= SHORT EXERCISE =
Pull out every line of the data below that contains the word "snow", and copy each of those lines in full.

= RECORDS SHOWN =

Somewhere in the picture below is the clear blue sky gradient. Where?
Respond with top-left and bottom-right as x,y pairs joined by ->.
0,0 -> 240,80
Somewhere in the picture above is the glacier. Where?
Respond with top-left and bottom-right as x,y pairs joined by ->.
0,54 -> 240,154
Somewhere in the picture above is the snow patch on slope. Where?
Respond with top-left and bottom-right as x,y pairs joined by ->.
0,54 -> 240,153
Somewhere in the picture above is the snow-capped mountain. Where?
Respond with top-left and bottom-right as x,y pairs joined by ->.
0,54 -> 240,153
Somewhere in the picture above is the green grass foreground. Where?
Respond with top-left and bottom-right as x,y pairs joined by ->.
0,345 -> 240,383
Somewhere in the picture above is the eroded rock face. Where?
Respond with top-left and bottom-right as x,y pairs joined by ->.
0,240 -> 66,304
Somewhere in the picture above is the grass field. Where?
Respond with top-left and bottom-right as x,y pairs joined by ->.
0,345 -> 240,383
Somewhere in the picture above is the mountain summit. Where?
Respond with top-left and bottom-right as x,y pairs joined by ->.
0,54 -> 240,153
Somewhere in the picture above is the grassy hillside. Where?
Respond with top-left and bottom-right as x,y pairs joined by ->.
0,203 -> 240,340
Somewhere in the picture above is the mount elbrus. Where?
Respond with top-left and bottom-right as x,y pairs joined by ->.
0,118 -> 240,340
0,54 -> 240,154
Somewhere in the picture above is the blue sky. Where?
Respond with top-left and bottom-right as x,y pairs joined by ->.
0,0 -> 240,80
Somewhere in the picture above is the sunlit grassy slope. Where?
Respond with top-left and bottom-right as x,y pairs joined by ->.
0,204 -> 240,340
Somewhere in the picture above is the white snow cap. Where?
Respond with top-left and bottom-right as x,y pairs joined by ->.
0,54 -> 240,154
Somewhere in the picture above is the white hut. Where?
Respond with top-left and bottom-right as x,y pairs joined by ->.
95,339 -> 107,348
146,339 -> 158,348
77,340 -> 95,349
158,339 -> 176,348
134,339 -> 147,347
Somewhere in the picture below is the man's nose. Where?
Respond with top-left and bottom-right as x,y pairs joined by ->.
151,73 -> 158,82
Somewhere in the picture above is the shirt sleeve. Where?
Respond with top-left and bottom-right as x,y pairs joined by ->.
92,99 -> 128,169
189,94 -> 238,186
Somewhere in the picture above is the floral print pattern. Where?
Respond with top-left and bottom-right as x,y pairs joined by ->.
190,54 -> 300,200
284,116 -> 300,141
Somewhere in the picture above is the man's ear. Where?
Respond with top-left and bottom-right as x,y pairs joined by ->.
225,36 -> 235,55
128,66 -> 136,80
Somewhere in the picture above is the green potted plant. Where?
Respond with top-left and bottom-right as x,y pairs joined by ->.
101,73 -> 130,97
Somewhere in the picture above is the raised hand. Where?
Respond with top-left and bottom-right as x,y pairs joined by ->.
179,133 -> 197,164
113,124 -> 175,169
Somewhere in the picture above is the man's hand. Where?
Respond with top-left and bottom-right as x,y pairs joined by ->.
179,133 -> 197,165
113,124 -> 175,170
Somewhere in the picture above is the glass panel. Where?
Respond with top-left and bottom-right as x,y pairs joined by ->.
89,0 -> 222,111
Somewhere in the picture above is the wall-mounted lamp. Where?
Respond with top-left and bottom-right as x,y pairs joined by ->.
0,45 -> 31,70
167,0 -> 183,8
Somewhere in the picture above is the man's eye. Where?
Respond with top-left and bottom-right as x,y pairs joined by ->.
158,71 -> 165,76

= SOLUTION TO THE EXERCISE =
Somewhere in the picture above is the snow patch on slope. Where?
Somewhere in the picture above is the snow-capped mountain. Where?
Somewhere in the picture above is the white snow cap. Where?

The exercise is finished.